Record excerpts:
******************************

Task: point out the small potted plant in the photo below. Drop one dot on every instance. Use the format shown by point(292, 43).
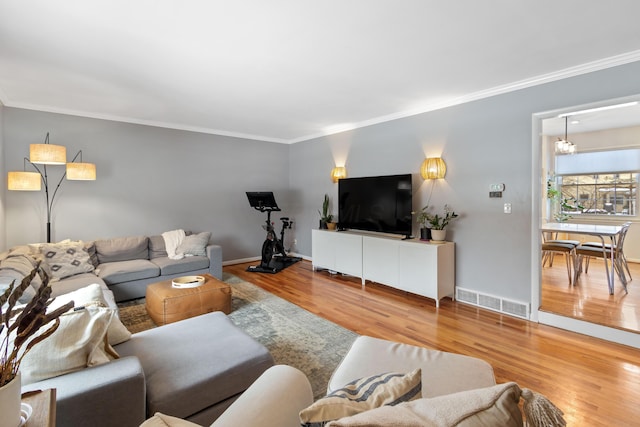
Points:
point(19, 326)
point(439, 223)
point(423, 222)
point(325, 216)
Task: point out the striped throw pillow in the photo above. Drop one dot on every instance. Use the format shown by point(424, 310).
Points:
point(362, 395)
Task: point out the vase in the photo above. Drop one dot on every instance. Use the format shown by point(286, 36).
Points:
point(438, 235)
point(425, 233)
point(10, 395)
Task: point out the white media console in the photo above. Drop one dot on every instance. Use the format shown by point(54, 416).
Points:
point(422, 268)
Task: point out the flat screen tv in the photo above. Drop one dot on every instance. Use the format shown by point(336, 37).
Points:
point(380, 203)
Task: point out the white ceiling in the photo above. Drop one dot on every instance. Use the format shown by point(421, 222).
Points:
point(291, 70)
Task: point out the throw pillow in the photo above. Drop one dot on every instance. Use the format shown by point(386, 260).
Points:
point(16, 267)
point(490, 406)
point(65, 260)
point(90, 247)
point(78, 342)
point(93, 295)
point(157, 249)
point(122, 249)
point(162, 420)
point(195, 244)
point(362, 395)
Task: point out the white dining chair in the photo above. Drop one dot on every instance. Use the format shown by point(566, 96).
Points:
point(620, 252)
point(593, 250)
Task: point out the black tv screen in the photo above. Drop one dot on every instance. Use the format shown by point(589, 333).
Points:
point(380, 203)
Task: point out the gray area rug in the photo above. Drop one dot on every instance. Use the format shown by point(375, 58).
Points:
point(293, 335)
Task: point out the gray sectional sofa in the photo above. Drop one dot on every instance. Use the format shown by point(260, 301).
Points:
point(126, 265)
point(194, 369)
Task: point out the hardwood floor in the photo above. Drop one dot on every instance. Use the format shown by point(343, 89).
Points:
point(589, 299)
point(595, 383)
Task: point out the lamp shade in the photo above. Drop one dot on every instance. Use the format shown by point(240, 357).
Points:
point(81, 171)
point(433, 168)
point(48, 154)
point(24, 181)
point(338, 173)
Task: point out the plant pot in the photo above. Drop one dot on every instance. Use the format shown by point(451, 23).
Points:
point(10, 403)
point(425, 233)
point(438, 235)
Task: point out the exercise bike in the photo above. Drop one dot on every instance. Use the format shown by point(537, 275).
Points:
point(273, 255)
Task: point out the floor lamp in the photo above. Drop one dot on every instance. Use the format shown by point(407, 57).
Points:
point(49, 155)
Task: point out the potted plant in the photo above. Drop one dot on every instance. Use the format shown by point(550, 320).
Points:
point(561, 205)
point(439, 223)
point(423, 221)
point(325, 216)
point(18, 328)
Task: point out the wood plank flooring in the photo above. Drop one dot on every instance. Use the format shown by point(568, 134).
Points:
point(595, 383)
point(589, 299)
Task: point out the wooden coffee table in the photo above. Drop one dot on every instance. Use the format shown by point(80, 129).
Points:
point(166, 304)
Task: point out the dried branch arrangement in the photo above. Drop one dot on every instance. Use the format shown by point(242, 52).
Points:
point(19, 323)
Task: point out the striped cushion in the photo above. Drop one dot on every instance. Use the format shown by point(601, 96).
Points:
point(362, 395)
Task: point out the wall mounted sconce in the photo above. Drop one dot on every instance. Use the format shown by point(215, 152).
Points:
point(338, 173)
point(433, 168)
point(49, 154)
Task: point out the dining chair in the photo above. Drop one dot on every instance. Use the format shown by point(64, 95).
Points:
point(604, 252)
point(554, 246)
point(623, 258)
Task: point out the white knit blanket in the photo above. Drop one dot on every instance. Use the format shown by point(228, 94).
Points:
point(172, 241)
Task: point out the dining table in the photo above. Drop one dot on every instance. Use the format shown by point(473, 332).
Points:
point(610, 232)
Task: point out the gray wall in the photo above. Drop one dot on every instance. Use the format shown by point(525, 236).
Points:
point(483, 142)
point(150, 180)
point(3, 184)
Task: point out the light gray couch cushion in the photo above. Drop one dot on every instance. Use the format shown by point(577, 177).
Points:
point(176, 266)
point(196, 363)
point(74, 283)
point(126, 271)
point(442, 372)
point(195, 244)
point(122, 249)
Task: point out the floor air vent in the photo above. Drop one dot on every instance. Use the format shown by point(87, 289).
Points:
point(491, 302)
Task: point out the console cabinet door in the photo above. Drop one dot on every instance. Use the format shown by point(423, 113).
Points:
point(322, 252)
point(380, 260)
point(427, 269)
point(348, 250)
point(337, 251)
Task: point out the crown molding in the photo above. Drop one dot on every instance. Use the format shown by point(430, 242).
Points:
point(589, 67)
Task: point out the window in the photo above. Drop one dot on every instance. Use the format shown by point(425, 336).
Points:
point(599, 194)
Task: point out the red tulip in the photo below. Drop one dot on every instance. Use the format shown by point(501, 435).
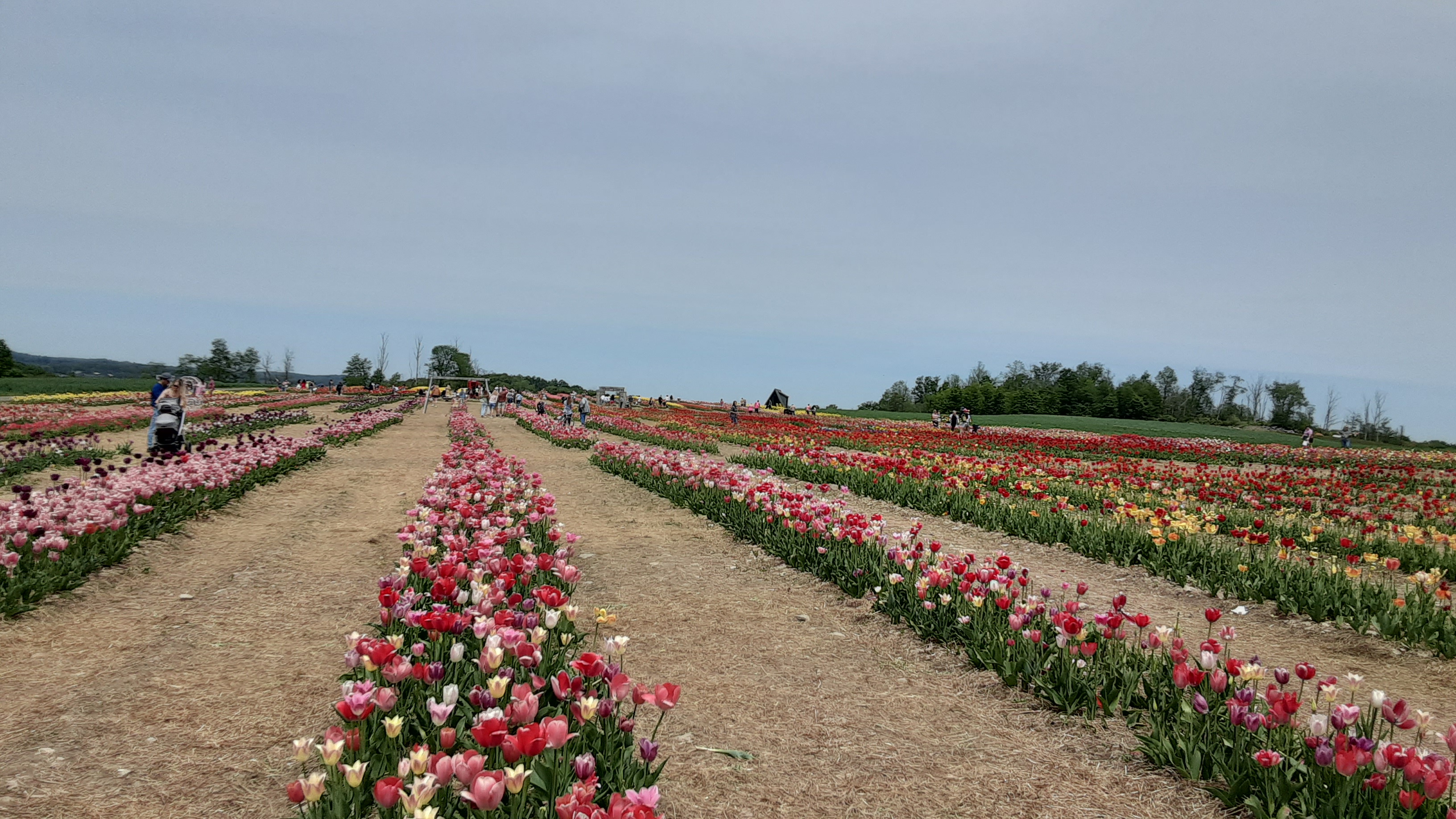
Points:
point(1267, 758)
point(590, 665)
point(530, 739)
point(485, 792)
point(558, 732)
point(666, 695)
point(490, 732)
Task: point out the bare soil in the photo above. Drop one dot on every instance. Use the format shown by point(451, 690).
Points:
point(844, 713)
point(126, 700)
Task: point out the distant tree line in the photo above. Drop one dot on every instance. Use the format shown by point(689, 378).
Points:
point(222, 364)
point(9, 368)
point(1049, 388)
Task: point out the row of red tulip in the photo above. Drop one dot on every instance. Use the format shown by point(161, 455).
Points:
point(483, 691)
point(1267, 739)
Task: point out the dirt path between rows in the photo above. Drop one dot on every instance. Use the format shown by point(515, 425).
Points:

******************************

Copy exactly the lines from the one containing "Task: point out the dining table" through the final line of the records above, both included, and leave out any pictures.

Task: point out the dining table in the photo above. Drop one dot on every instance. Use the format shown by point(473, 332).
Points:
point(610, 232)
Task: point out the gray wall in the photo above. Drop one dot on every instance. Use the format shown by point(525, 236).
Points:
point(483, 142)
point(150, 180)
point(3, 184)
Task: point out the light gray couch cushion in the photo above. Drop one dot on every instance. Use the format shown by point(577, 177).
Points:
point(176, 266)
point(196, 363)
point(74, 283)
point(126, 271)
point(442, 372)
point(195, 244)
point(122, 249)
Task: point out the floor air vent in the photo above. Drop one dot on every instance. Use the format shown by point(87, 289).
Points:
point(491, 302)
Task: point out the console cabinet door in the photo above. Drop one dot on every instance. Use the format shown by point(423, 113).
Points:
point(322, 252)
point(380, 260)
point(427, 269)
point(348, 250)
point(337, 251)
Task: point out the crown molding in the photo above. Drop one dot on every instance. Use the format shown by point(430, 242).
Points:
point(589, 67)
Task: point out the window in the photo above. Drop one dot on every instance. Use the format shown by point(425, 336).
Points:
point(599, 194)
Task: point out the red tulip in the photo below. Drop one dot on every instance. Use the format shown by point(501, 435).
Points:
point(1267, 758)
point(590, 665)
point(530, 739)
point(485, 792)
point(558, 732)
point(666, 695)
point(490, 732)
Task: point out the bare soil in the photo above. Drop one dot on every instance. Use the format shown by point(451, 690).
Points:
point(844, 713)
point(126, 700)
Task: point out the distant tree line in the photo above. Drop one dot on every instance. Use the format shown by point(689, 378).
Points:
point(222, 364)
point(9, 368)
point(1049, 388)
Task: point out the row of red tulip in the photo above. Drop one dot on every instance. Use the format shown by point(161, 455).
Points:
point(483, 691)
point(1267, 739)
Task: point out the dirt path between rows in the photo above. Drop one dot on every instance. Use the format shown by point(515, 425).
Points:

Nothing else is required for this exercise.